DIE AUFGABEN
1. Geben Sie aus dem Text über die Grazer Arkaden den Abschnitt beginnend bei „Was sind nun“ und endend bei „in Bild 3).“ wieder und benennen Sie dabei „Voluten“ in „Schnecken“ um.
2. Führen Sie den Text über die Grazer Arkaden im Anschluss an seinen letzten Satz weiter.

AUSGANGSTEXT
● ● ● ● ●

Was sind nun „toskanische“ Säulen, denen wir in den allermeisten Grazer Arkaden begegnen werden? Eigentlich sind damit Formen „in toskanischer Ordnung“ gemeint. Während die seltenen „ionischen Kapitelle“ (richtig eigentlich „ionisierend“, weil antike Formen nachahmend), die wir weiter unten sehen werden, durch Voluten erkennbar sind, fehlen solche bei den ab 1560 bei uns vorherrschenden toskanischen Säulen (Säulenschema in Bild 3).

Zu allen hier angeführten Bauten sind weitere Angaben und Fotos auf der Homepage www.grazerbe.at eingearbeitet. Ausführlichere Details sind der Österr. Kunsttopographie zu entnehmen. 

 

2) Kaiser-Franz-Josef-Kai 34 (Hirt-Haus)

Auch dieses Haus wurde schon 1596 erwähnt. Es gehörte von 1902 bis 1918 dem Odilienverein, dann der Stadt Graz, seit 1948 ist hier die Knopferzeugung Hirt am Werken. Bild 4 zeigt die schönen zweigeschossigen Arkadengänge mit jeweils 6 Säulen „toskanischer Ordnung“ aus dem 2. bis 3. Viertel des 17. Jh.; die Gänge dahinter haben Kreuzgratgewölbe. In der Werkstatt im überdachten Erdgeschoss hat sich der Rest eines Bogens erhalten. Die Arkaden sind nur nach Genehmigung des Hausbesitzers zugänglich.

● ● ● ● ●

AUSGEWÄHLTE DATEN
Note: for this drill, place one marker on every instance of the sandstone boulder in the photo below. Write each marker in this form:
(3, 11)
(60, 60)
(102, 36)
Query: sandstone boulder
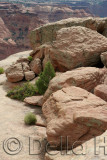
(15, 73)
(34, 100)
(90, 150)
(29, 75)
(74, 113)
(87, 78)
(35, 66)
(101, 91)
(21, 60)
(73, 47)
(104, 58)
(47, 33)
(26, 67)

● ● ● ● ●

ANTWORTEN JE AUFGABE
1.
Was sind nun „toskanische“ Säulen, denen wir in den allermeisten Grazer Arkaden begegnen werden? Eigentlich sind damit Formen „in toskanischer Ordnung“ gemeint. Während die seltenen „ionischen Kapitelle“ (richtig eigentlich „ionisierend“, weil antike Formen nachahmend), die wir weiter unten sehen werden, durch Schnecken erkennbar sind, fehlen solche bei den ab 1560 bei uns vorherrschenden toskanischen Säulen (Säulenschema in Bild 3).

2.
 

3) Sackstraße 28, 30                                             

Die vor rund 20 Jahren eingeleitete Sanierung des herabgekommenen Gebäudes (im Kern zwei Häuser des 16. Jh.) hat zwar mit einer hässlichen Betonstiege den Innenhof höchst unpassend verändert, dafür aber die Freistellung von drei toskanischen Säulen an der Südseite der Vorhalle gebracht (Bild 5). Die äußerste davon ist noch teilweise eingemauert.

 

4) Sackstraße 26 (Zanderhof)

Der Innenhof dieses in Teilen noch aus dem 16. Jh. stammenden Haus gehört zu den interessantesten und ist einer der gepflegtesten der Altstadt. Er ist durch einzelne schöne Bauteile wie Brunnen, Fenster mit Steckgitter, Pawlatschengängen, Treppenhäusern und Felsenkellern, besonders aber durch schöne Arkaden ausgezeichnet.

Das Vorderhaus schließt zum langen Innenhof im Erdgeschoss mit zwei flachen Bögen ab, die von einer Säule aus der Frührenaissance mit abgeschrägtem Würfelkapitell (1520/30) getragen werden (Bild 6). Der Stiegenaufgang im östlichen Teil des Südtrakts wird in den beiden Obergeschossen durch Arkaden mit sechs toskanischen Säulen aus 1625-1650 geöffnet (Bild 7).  

 

5) Sackstraße 17 (Palais Attems, Steirischer Herbst u.a.)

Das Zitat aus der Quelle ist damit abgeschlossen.